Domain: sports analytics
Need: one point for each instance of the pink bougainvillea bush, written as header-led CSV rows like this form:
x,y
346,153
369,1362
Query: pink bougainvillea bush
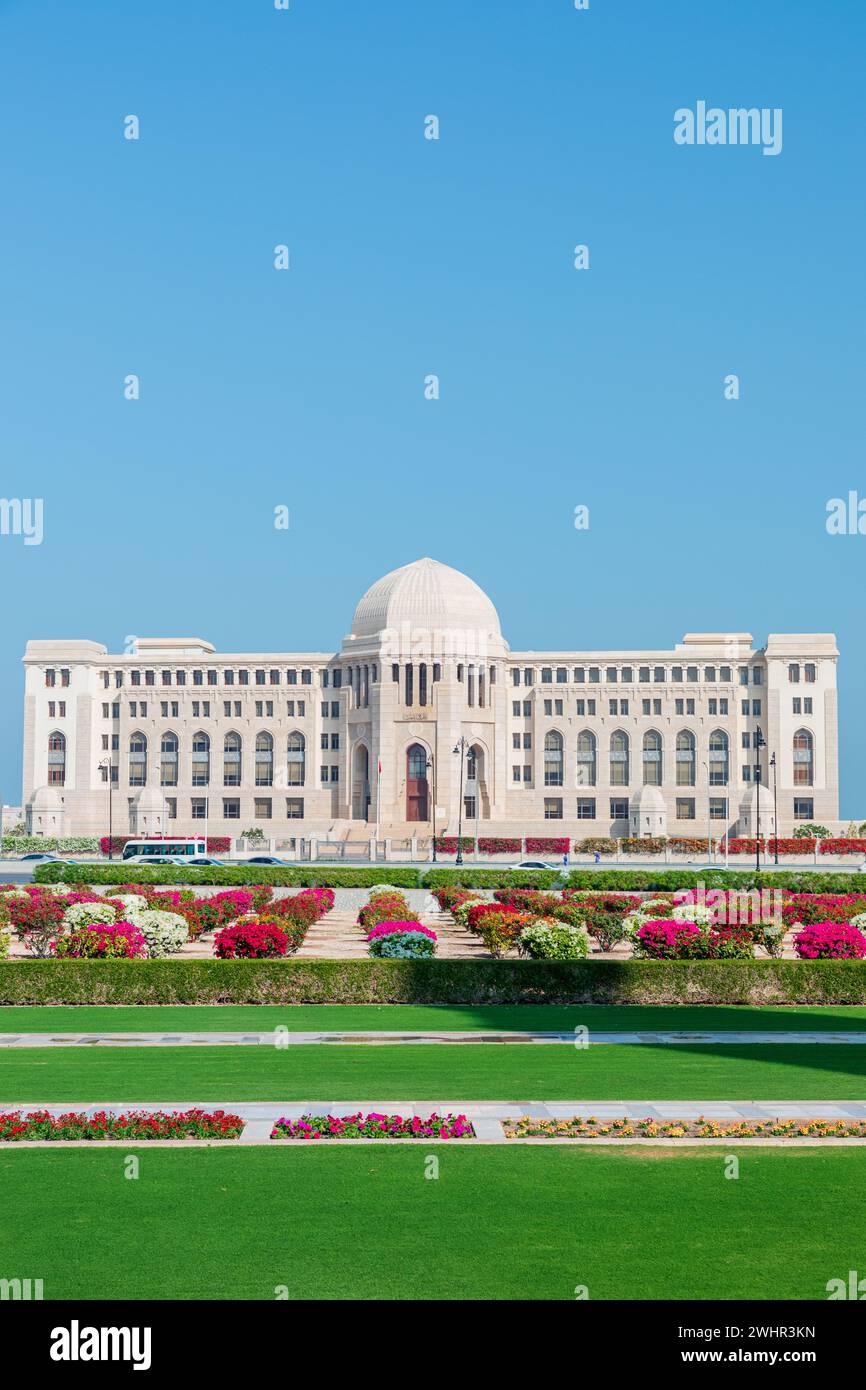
x,y
830,941
114,941
256,940
373,1126
387,929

--

[Requirement] Can you rescale the listing by writing out every line again, requests included, with each point coordinate in the answers multiplied by 1.55 and rounded to a whole number (halves up), while the numbers in the requests stay as they are? Leave the pictures out of your reply.

[Finished task]
Domain: sports analytics
Need: one point for each instance of the pink bougainvillea bush, written as header-led CSV rows like this form:
x,y
346,153
369,1362
Query: pink bougainvillea bush
x,y
1287,1459
177,1459
397,1457
578,1745
600,1440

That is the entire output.